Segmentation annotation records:
## Start

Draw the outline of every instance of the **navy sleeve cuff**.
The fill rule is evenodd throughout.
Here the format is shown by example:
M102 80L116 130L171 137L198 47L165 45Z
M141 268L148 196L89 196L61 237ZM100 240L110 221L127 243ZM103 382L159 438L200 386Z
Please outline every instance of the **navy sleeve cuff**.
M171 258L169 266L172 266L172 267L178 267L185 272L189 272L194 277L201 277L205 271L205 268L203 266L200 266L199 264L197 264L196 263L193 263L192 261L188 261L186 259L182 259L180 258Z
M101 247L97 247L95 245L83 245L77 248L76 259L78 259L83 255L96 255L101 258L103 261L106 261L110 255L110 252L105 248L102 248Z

## End
## Start

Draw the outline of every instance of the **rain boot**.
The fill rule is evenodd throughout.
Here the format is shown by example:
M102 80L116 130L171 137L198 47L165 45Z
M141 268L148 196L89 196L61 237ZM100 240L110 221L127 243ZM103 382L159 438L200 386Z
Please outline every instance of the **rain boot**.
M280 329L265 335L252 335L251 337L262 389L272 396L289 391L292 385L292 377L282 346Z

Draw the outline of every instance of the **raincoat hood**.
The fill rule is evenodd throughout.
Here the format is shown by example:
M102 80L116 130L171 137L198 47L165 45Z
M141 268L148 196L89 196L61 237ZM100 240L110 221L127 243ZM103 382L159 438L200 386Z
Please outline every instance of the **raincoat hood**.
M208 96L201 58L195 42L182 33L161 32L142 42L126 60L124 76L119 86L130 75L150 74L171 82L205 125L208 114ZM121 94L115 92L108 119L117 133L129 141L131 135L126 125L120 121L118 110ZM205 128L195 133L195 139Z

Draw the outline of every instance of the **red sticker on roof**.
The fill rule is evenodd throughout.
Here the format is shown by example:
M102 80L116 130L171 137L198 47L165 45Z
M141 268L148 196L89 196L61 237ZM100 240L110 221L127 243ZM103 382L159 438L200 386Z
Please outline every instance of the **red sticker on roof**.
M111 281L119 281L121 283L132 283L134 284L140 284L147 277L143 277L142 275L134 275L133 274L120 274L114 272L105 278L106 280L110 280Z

## End

**Exercise objective**
Locate each line above that contains the word "every", and copy those lines. Treat uppercase and lowercase letters as distinct.

**Task output**
Draw the outline of every instance of the **navy sleeve cuff**.
Please outline every instance of the **navy sleeve cuff**.
Draw the outline of every instance of the **rain boot**.
Please outline every instance of the **rain boot**.
Draw the outline of every instance of the **raincoat hood**.
Please outline every instance of the **raincoat hood**.
Draw the outline of every instance of the **red sticker on roof**.
Please outline every instance of the **red sticker on roof**.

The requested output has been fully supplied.